▶ [BRIEF]: Reproduce the entries below verbatim, beginning at their first line and continuing through the line that contains "positive clicks: (4, 164) (4, 280) (3, 177)", with both of those lines included. Stop there and add nothing else.

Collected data

—————

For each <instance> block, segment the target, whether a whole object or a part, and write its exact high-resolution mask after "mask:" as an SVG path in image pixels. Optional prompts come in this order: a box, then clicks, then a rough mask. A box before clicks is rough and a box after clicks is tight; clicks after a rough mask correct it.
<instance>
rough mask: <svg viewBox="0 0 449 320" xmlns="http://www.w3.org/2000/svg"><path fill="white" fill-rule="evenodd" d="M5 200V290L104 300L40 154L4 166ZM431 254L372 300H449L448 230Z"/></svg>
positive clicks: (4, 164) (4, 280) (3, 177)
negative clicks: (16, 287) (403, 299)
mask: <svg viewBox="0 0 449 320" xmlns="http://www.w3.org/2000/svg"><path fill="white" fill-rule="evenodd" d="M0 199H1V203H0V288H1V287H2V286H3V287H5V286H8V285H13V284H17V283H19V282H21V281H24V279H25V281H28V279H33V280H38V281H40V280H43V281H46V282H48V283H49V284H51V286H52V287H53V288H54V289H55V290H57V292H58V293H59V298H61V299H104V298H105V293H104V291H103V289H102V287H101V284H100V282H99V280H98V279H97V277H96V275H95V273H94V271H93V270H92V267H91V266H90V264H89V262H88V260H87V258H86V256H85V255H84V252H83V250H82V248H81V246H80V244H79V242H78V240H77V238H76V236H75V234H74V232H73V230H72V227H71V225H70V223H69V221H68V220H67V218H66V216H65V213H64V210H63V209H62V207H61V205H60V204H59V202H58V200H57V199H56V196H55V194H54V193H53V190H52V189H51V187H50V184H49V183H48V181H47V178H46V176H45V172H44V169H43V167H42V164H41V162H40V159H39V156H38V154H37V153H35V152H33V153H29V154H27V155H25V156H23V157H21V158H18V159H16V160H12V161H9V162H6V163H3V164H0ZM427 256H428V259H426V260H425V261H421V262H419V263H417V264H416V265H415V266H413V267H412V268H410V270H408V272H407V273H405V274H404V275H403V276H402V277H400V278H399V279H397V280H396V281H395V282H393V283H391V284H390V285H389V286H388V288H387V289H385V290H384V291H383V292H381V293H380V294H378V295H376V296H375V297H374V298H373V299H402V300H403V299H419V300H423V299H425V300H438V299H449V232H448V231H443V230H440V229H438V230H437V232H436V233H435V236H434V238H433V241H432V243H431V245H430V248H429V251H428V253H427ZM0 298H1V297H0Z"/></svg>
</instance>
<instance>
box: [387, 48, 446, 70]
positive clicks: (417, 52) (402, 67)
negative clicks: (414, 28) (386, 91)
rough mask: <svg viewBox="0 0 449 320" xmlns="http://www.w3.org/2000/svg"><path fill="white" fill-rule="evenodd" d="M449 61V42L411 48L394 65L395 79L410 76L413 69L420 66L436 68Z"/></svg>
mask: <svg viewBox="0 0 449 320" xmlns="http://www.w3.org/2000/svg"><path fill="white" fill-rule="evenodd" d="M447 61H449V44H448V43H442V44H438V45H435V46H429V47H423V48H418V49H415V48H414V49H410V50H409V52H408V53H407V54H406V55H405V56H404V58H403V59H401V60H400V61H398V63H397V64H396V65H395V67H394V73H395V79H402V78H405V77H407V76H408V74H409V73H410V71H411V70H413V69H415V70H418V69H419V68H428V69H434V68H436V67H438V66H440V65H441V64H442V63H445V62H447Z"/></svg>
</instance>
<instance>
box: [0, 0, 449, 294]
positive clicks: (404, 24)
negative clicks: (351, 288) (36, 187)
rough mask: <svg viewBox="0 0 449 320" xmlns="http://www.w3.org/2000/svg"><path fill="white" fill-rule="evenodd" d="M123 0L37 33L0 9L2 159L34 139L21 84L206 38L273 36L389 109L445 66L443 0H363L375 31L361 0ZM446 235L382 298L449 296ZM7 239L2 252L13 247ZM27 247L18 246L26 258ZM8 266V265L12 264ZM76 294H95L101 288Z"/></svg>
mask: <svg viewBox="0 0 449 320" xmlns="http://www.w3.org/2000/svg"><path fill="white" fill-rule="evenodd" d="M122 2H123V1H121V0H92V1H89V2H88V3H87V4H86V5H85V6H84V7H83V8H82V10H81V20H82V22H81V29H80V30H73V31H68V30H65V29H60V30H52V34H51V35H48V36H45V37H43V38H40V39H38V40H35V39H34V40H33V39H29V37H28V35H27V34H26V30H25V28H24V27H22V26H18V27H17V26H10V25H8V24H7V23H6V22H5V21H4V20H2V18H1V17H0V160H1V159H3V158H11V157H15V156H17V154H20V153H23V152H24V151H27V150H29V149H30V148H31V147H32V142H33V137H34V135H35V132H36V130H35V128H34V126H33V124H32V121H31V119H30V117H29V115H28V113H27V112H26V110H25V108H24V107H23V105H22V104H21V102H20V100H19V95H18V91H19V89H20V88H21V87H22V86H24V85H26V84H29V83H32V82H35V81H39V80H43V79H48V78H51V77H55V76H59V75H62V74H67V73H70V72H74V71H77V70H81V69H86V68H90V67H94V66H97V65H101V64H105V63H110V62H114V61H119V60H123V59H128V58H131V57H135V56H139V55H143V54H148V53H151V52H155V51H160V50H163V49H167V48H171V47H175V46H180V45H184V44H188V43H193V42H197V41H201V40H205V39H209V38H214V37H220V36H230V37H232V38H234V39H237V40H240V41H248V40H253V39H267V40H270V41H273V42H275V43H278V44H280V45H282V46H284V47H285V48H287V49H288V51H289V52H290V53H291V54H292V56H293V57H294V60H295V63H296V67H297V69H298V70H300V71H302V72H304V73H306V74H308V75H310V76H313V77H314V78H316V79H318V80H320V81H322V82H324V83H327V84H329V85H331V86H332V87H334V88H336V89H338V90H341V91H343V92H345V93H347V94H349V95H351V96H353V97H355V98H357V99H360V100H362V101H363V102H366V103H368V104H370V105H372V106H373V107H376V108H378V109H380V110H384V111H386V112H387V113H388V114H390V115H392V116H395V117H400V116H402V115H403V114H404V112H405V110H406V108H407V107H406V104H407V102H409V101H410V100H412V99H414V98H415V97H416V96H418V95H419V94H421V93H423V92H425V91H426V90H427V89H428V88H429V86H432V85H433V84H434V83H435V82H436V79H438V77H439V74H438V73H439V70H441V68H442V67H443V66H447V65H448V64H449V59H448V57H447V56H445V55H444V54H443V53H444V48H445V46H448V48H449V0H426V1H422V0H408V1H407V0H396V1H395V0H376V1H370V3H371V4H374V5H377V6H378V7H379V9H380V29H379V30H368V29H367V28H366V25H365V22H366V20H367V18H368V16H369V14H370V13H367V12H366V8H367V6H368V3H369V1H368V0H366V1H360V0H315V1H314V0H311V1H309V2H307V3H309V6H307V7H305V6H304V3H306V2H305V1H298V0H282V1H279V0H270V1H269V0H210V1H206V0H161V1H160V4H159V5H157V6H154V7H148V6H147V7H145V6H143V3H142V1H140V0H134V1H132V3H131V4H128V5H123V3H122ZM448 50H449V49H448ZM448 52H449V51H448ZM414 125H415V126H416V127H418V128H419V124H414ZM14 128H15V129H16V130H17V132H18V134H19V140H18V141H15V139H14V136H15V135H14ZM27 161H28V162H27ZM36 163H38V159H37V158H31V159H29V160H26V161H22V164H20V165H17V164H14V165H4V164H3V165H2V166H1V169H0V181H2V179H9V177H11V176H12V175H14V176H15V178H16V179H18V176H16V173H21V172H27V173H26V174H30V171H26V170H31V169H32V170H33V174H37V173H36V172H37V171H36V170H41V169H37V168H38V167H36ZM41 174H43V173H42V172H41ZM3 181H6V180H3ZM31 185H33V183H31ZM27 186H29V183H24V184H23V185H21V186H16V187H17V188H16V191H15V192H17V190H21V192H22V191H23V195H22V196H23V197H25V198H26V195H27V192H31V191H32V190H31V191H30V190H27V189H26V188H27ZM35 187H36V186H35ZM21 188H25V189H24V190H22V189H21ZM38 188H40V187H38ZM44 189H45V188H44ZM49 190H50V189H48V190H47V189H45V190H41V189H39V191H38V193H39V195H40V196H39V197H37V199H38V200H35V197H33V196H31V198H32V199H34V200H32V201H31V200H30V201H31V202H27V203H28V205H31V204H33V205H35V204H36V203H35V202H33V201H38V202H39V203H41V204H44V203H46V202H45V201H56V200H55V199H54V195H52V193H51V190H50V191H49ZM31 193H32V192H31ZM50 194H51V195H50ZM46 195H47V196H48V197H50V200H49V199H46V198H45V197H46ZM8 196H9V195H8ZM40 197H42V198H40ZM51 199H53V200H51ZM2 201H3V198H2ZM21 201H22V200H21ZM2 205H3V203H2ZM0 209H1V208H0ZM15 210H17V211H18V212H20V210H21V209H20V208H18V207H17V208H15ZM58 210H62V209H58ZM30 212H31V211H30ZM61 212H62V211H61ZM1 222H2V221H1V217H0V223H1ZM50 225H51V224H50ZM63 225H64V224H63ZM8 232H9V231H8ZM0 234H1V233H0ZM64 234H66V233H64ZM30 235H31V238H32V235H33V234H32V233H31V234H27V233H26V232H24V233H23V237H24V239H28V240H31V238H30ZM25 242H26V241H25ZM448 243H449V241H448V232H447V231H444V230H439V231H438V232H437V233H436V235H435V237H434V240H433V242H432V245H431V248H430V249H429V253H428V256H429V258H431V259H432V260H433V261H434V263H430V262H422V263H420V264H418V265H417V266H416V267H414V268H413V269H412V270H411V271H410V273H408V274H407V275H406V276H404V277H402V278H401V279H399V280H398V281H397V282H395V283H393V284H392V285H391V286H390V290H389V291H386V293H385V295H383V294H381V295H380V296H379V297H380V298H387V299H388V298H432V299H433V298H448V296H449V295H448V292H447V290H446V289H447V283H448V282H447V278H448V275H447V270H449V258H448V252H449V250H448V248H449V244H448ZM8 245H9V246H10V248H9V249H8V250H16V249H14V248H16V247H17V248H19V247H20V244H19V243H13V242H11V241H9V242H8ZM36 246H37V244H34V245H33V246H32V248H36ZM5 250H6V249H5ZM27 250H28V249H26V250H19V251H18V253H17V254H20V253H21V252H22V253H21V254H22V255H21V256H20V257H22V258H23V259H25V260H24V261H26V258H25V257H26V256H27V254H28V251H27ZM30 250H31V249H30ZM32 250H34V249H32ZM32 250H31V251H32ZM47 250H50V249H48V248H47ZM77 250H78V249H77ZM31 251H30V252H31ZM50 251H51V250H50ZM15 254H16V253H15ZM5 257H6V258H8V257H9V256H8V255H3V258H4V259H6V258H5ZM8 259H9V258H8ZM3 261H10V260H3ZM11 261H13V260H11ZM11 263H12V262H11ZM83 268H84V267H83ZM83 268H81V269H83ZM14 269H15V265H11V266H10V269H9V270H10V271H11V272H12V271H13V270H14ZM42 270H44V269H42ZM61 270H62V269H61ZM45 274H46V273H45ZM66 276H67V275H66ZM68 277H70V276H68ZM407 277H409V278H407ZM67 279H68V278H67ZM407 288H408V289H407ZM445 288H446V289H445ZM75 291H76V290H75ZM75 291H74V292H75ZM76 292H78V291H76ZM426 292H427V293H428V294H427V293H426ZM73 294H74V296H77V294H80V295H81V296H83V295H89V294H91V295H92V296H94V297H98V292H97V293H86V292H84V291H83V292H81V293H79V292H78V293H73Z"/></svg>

—————

▶ [ANSWER TO THIS PROBLEM]:
For each <instance> block, segment the target, whether a whole object or a part, and write its exact high-resolution mask after "mask:" as an SVG path in image pixels. Optional prompts come in this order: a box, then clicks, then a rough mask. A box before clicks is rough and a box after clicks is tight; clicks after a rough mask correct it.
<instance>
rough mask: <svg viewBox="0 0 449 320" xmlns="http://www.w3.org/2000/svg"><path fill="white" fill-rule="evenodd" d="M5 200V290L104 300L40 154L4 166ZM431 254L372 300H449L448 230Z"/></svg>
positive clicks: (4, 164) (4, 280) (3, 177)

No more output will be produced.